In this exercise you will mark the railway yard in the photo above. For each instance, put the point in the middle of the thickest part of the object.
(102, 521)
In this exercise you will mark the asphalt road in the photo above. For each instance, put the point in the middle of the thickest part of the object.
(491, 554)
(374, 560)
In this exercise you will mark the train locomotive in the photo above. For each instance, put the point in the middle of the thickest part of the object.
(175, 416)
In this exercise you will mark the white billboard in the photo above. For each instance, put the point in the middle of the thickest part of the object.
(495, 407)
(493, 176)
--
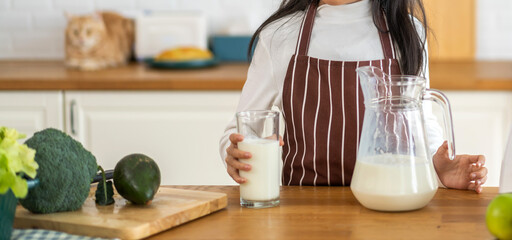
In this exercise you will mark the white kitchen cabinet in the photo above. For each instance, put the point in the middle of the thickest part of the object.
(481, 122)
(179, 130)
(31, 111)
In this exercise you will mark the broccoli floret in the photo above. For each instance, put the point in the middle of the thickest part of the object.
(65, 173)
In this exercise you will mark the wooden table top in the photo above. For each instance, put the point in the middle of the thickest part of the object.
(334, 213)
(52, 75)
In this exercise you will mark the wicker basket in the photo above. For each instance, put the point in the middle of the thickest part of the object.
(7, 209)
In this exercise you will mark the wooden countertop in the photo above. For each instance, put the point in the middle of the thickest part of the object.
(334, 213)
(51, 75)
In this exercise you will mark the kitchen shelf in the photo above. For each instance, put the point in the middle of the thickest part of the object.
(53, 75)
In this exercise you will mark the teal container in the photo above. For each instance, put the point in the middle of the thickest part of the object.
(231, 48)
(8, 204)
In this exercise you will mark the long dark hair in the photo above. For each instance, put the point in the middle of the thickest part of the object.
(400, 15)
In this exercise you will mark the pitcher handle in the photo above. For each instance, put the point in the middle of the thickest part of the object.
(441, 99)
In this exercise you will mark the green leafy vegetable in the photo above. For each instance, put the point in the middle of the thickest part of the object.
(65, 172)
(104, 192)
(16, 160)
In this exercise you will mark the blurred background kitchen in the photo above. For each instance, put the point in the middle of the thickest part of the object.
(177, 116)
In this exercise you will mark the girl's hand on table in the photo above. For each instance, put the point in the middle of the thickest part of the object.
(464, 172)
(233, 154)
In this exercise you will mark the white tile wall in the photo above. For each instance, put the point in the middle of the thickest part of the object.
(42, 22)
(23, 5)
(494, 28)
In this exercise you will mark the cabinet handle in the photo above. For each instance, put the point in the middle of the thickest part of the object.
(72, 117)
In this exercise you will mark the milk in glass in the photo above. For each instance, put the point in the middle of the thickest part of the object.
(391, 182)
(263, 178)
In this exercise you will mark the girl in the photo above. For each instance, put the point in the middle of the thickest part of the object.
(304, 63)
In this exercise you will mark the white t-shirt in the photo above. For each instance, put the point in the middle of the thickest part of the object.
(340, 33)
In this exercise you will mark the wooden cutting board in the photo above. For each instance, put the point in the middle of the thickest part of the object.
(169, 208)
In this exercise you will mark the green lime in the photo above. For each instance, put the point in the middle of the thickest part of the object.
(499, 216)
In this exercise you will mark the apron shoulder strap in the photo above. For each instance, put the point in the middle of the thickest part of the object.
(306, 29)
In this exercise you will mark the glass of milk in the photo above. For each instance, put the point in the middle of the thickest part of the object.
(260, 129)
==
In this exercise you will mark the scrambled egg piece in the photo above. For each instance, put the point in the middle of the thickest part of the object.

- **Instruction**:
Return each line in the rows above that contains the string "cabinet", copied unchanged.

- **Solution to this exercise**:
In this exercise you will mark the white kitchen cabinet in the photo above. For each instance, put the point in the middle of the thickest part of the object.
In this exercise you will mark the cabinet handle in the photo above. For each instance, put the point in the middle of the thickest part of the object.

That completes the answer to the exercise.